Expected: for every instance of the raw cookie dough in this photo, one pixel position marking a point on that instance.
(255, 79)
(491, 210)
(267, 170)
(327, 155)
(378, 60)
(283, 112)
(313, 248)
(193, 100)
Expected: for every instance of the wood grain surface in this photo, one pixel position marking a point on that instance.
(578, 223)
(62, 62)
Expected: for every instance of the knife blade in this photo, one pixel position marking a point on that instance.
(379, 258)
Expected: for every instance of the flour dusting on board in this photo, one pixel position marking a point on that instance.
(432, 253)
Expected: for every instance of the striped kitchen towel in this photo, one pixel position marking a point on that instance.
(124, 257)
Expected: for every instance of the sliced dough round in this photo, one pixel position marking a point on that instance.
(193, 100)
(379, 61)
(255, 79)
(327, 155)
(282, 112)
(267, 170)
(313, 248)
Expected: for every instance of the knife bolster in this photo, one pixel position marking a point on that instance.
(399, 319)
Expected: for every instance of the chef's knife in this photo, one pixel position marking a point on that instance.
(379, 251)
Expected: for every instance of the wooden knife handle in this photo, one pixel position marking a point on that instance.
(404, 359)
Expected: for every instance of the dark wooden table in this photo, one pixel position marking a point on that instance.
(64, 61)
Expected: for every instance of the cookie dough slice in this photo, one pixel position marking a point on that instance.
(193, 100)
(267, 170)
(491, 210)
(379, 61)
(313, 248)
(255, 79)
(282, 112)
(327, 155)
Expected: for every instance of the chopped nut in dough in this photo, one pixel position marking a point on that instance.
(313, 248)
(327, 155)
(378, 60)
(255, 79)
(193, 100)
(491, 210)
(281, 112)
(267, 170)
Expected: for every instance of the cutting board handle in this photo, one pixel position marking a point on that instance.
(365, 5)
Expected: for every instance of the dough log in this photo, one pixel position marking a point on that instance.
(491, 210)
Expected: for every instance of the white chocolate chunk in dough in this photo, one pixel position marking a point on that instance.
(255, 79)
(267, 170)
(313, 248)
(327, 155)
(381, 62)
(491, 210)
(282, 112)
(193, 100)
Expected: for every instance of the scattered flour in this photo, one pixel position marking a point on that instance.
* * * *
Stated task ▸ Beginning at the line that contains "Expected: for every instance of the white" and continuing through the final line of the records, recast those lines as a Markdown table with the columns Row and Line. Omit any blank lines.

Exercise output ▸
| Row | Line |
|---|---|
| 1 | Expected: for every instance of the white chocolate chunk in dough in this photo, one pixel position marking a point on that instance. |
| 2 | (255, 79) |
| 3 | (267, 170) |
| 4 | (313, 248) |
| 5 | (327, 155) |
| 6 | (381, 62) |
| 7 | (491, 210) |
| 8 | (282, 112) |
| 9 | (193, 100) |
| 10 | Expected: for every instance of the scattered flour in this photo, one pixel position marking a point on that instance. |